→ **TASK**
Each record must be reproduced exactly as it is shown.

● ● ● ● ●

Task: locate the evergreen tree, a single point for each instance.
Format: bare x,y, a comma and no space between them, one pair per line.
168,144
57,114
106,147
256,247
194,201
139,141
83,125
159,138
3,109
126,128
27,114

● ● ● ● ●

→ **THE OUTPUT**
Task: locate the evergreen tree, a single point for each instance.
Format: bare x,y, a comma and no space between them, one pair per line.
168,144
57,114
106,147
256,247
194,201
139,141
83,125
159,138
3,109
126,128
27,114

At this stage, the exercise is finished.